== Data ==
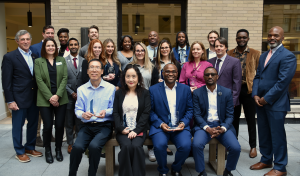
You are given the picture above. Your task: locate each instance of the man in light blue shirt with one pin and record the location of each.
(94, 106)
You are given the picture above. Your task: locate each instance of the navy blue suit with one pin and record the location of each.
(20, 86)
(159, 114)
(225, 111)
(272, 82)
(36, 49)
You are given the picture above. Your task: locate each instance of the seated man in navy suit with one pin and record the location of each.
(213, 111)
(171, 112)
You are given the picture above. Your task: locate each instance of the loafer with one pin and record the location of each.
(260, 165)
(33, 153)
(252, 153)
(23, 158)
(275, 172)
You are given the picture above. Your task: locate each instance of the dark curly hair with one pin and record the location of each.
(140, 86)
(120, 47)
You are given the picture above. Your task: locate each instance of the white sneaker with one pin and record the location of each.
(151, 155)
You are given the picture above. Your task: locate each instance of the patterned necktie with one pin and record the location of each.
(218, 65)
(75, 65)
(268, 58)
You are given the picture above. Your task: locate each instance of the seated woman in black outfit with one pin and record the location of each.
(131, 112)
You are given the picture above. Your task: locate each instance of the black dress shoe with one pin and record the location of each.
(48, 155)
(59, 156)
(203, 173)
(227, 173)
(174, 173)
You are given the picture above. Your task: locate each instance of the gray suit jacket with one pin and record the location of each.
(74, 79)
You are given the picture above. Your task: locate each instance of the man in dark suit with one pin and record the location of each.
(171, 106)
(228, 68)
(48, 32)
(275, 71)
(213, 111)
(74, 62)
(20, 91)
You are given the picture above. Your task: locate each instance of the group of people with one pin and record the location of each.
(175, 93)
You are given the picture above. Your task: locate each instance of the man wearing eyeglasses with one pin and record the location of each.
(94, 108)
(249, 59)
(213, 112)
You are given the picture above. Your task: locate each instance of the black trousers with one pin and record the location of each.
(91, 136)
(249, 110)
(47, 116)
(132, 156)
(71, 121)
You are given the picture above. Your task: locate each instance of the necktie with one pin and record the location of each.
(268, 58)
(75, 65)
(218, 65)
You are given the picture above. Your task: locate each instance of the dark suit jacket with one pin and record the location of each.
(143, 113)
(224, 105)
(272, 81)
(17, 82)
(160, 107)
(36, 49)
(230, 76)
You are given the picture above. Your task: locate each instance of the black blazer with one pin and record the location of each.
(143, 113)
(17, 82)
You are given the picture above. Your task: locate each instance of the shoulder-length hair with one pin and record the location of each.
(90, 54)
(204, 55)
(43, 50)
(104, 55)
(147, 63)
(139, 87)
(159, 55)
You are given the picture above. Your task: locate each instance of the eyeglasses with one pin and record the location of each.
(139, 51)
(164, 48)
(212, 74)
(95, 68)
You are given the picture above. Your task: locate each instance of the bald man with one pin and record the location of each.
(270, 92)
(153, 42)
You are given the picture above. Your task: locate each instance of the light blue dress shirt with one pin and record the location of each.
(103, 99)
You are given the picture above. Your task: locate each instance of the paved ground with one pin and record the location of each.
(9, 166)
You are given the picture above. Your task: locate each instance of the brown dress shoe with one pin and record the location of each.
(252, 153)
(70, 149)
(274, 172)
(33, 153)
(23, 158)
(260, 165)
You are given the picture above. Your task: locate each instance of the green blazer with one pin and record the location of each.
(43, 81)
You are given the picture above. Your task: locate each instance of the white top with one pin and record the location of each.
(130, 108)
(171, 97)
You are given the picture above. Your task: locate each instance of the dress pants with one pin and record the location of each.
(228, 139)
(47, 116)
(272, 137)
(182, 141)
(132, 156)
(18, 120)
(71, 121)
(249, 109)
(92, 136)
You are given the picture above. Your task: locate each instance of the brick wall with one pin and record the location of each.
(206, 15)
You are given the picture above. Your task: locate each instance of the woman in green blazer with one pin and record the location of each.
(51, 77)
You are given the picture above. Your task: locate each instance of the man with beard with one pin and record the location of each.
(153, 42)
(211, 37)
(93, 34)
(213, 112)
(275, 71)
(74, 62)
(171, 112)
(249, 61)
(182, 49)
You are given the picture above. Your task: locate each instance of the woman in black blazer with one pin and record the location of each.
(131, 112)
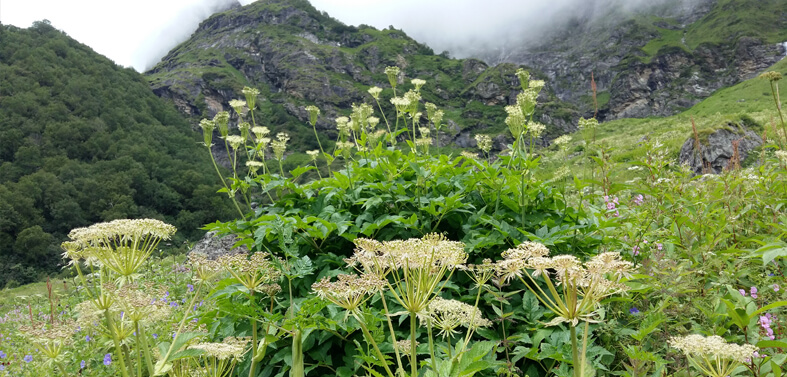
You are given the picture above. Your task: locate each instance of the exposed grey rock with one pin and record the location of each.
(213, 247)
(715, 152)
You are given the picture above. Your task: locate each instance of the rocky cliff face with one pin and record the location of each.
(298, 56)
(658, 61)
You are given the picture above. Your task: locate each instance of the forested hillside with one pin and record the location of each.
(83, 140)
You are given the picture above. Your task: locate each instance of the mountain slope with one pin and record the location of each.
(298, 56)
(750, 100)
(659, 60)
(82, 141)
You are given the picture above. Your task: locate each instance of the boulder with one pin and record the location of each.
(214, 246)
(717, 147)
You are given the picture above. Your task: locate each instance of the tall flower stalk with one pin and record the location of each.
(573, 290)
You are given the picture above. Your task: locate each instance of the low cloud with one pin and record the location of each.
(463, 27)
(176, 30)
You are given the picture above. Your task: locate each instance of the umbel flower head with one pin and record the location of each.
(253, 272)
(484, 142)
(582, 287)
(207, 130)
(447, 315)
(221, 119)
(280, 145)
(587, 123)
(375, 92)
(231, 348)
(313, 113)
(349, 291)
(235, 141)
(712, 355)
(417, 266)
(122, 246)
(524, 78)
(239, 106)
(393, 75)
(251, 96)
(418, 83)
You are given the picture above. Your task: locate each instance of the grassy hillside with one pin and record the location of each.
(84, 140)
(751, 98)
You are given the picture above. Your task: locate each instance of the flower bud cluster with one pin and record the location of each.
(713, 346)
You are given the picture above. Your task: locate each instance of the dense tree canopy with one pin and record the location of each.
(83, 140)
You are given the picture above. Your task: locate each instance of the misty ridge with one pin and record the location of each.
(489, 29)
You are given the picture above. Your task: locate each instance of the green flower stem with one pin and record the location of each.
(225, 184)
(139, 348)
(253, 339)
(146, 350)
(585, 347)
(118, 350)
(775, 93)
(431, 345)
(183, 322)
(575, 351)
(413, 356)
(393, 334)
(472, 322)
(371, 341)
(388, 125)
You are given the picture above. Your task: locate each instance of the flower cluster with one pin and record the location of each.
(257, 273)
(765, 323)
(447, 315)
(712, 347)
(431, 252)
(231, 348)
(612, 203)
(484, 143)
(583, 285)
(349, 291)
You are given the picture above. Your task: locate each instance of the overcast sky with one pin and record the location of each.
(138, 33)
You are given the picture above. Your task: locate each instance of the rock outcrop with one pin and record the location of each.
(654, 62)
(298, 56)
(213, 246)
(720, 148)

== Task directions ==
Above are records with pictures; repeat the records exactly and leave the pictures out.

== Problem solution ==
You are given the picture above. Your task: locate each instance of the man in light blue shirt with one pin and record the location of each.
(94, 106)
You are given the picture above. Your task: locate each instance of the navy blue suit with one pin and record the location of each.
(20, 86)
(159, 114)
(225, 111)
(272, 82)
(36, 49)
You are given the picture above. Your task: locate each instance of the seated man in navy suit with one pin and record the location of each.
(213, 111)
(171, 112)
You are given the picture above. Your task: locate each instance of the loafer with one pin and record the location of each.
(260, 165)
(33, 153)
(252, 153)
(23, 158)
(275, 172)
You are given the picture above. Your task: locate each instance of the dark curly hair with one pin and record the location of each.
(140, 86)
(120, 47)
You are given the picture above. Your task: locate each instance of the white sneaker with one pin and record the location of each.
(151, 155)
You are given the picture above. Your task: locate each instance of the patterned necktie with one pin and record the location of each.
(218, 65)
(75, 65)
(268, 58)
You are given the picture above. Your task: locate each instance of the seated woman in black outfit with one pin and record the location of each.
(131, 112)
You are given the picture above. Your task: locate each instance of the black dress shoe with one pin and record the location of each.
(48, 155)
(59, 156)
(203, 173)
(227, 173)
(174, 173)
You are given the picture above. Your task: locate each instance of the gray suit jacket with one pin and record the location of each.
(74, 79)
You are given the picture above. Your task: locate each instance of the man in dark suit with one pin and record the location of each.
(171, 106)
(228, 68)
(48, 32)
(275, 71)
(213, 111)
(74, 62)
(20, 91)
You are given the picture above. Your task: locate each instance of the group of people with one pin and record the location of each.
(175, 93)
You are given the picture above. Your task: locate each instance of the man wearing eyeglasses with one pin and record the location of each.
(94, 108)
(249, 59)
(213, 112)
You are given the picture above. Your task: locate each instance of the black trousers with one pin and record the location of each.
(91, 136)
(249, 110)
(47, 116)
(132, 156)
(71, 121)
You are given the picture above. Your task: locate each instance of the necktie with one pin and record the location of each.
(268, 58)
(75, 65)
(218, 65)
You are given the picture above. Your task: locate each instance of the dark suit jacket with one pin and record the location of each.
(143, 113)
(224, 105)
(272, 81)
(17, 82)
(160, 107)
(36, 49)
(230, 76)
You are given the picture above. Your task: locate each instance of the black blazer with one pin and record the location of each.
(143, 113)
(17, 82)
You are given the picture above. Your task: locate each instance of the shoulder-length hair with one pin and record the location of each.
(90, 54)
(204, 55)
(43, 50)
(104, 55)
(147, 63)
(139, 87)
(159, 55)
You are given the picture above. Your task: locate each instance of the eyeglasses with one pin and record the location of each.
(139, 51)
(164, 48)
(212, 74)
(95, 68)
You are given the picture above. Your task: locate each instance of the bald man with one pin and record the location of each.
(270, 92)
(153, 42)
You are given the picture above. Your task: locate each instance of the light blue dress shirt with one pin and record the location of each.
(103, 99)
You are given the picture above. Your task: locate each instance of the paved ground with one pin and record the location of each.
(9, 166)
You are given the picture above. Your task: locate each instance of the brown dress shoe with one pin and record the location of each.
(252, 153)
(70, 149)
(274, 172)
(33, 153)
(23, 158)
(260, 165)
You are given the picture above. Your task: locate each instance of the green blazer with one pin and record the location of each.
(43, 81)
You are given the picture above. Your task: locate each instance of the white top with one pin and record the location of each.
(130, 108)
(171, 97)
You are given the picture above. Your task: locate each instance of the dress pants with one pin and record the location of each.
(228, 139)
(47, 116)
(272, 137)
(182, 141)
(132, 156)
(18, 120)
(71, 121)
(249, 109)
(92, 136)
You are given the picture above. Your task: locate each instance of the brick wall with one pin and record the location of each.
(206, 15)
You are given the picture above. Your task: locate each instance of the woman in green blazer with one pin and record the location of each.
(51, 77)
You are given the picture above. Your task: locate each instance of the man with beard with one pin and record the location of each.
(153, 42)
(211, 37)
(93, 34)
(213, 112)
(275, 71)
(74, 62)
(171, 112)
(249, 61)
(182, 49)
You are given the picture above. Your task: locate each instance of the woman in black blazer with one pin and record the location of each.
(131, 112)
You are given the picture above. Your task: locate each instance of the exposed grey rock with one pin and record the location of each.
(213, 247)
(715, 152)
You are given the picture above. Your task: locate each instance of the rocky cliff face with one pin and record the location of each.
(298, 56)
(658, 61)
You are given the picture above. Your task: locate each instance of the forested hillside with one pin and record the location of each.
(83, 140)
You are given the picture above. Your task: locate each instance of the mountain slope with one pin and record the location of each.
(298, 56)
(750, 100)
(659, 60)
(82, 141)
You are given the picture above. Your task: locate each instance of the boulder with one pin and record the location of each.
(214, 246)
(717, 147)
You are given the picture above. Your task: locate each instance of the tall flower stalk with one pin and record the location of each.
(573, 290)
You are given the picture above. Your task: locate each instance of the low cloud with one pin and record the location of each.
(463, 27)
(176, 30)
You are given the picture above. Your task: locate each instance of the umbel flower head with one pin and record the location of each.
(253, 272)
(484, 142)
(582, 287)
(207, 130)
(447, 315)
(221, 119)
(280, 145)
(587, 123)
(375, 92)
(231, 348)
(313, 113)
(349, 291)
(235, 141)
(712, 355)
(417, 266)
(122, 246)
(524, 78)
(239, 106)
(393, 75)
(251, 96)
(418, 83)
You are given the picture above. Your task: locate each instance of the grassy hillside with one pin and record the location of each.
(84, 140)
(751, 98)
You are given the picture above. Your task: locate each instance of the flower bud cluster with one pin and record the location of each.
(713, 346)
You are given the picture above. Your task: locate each instance of the dense tree canopy with one pin and record the location of each.
(83, 140)
You are given the picture above. Your task: locate each instance of the misty ridge with one pin and record the location of each.
(489, 29)
You are given the picture above. Your task: locate each instance of the green flower stem with one pin and record the location of each.
(225, 184)
(139, 348)
(253, 339)
(146, 350)
(585, 347)
(118, 350)
(775, 93)
(431, 345)
(183, 322)
(575, 351)
(413, 356)
(393, 334)
(472, 322)
(371, 341)
(388, 125)
You are given the picture above. Your task: locate each instance of the flower cluster with one pin and record the location of each.
(257, 273)
(765, 323)
(447, 315)
(712, 347)
(431, 252)
(231, 348)
(612, 203)
(484, 143)
(583, 285)
(349, 291)
You are given the picture above. Your task: locate each instance of the overcast sky with one pin and record the location of each.
(138, 33)
You are given the picture above. Your task: locate each instance of the rock outcrop with one pin and record the location of each.
(654, 62)
(298, 56)
(213, 246)
(720, 148)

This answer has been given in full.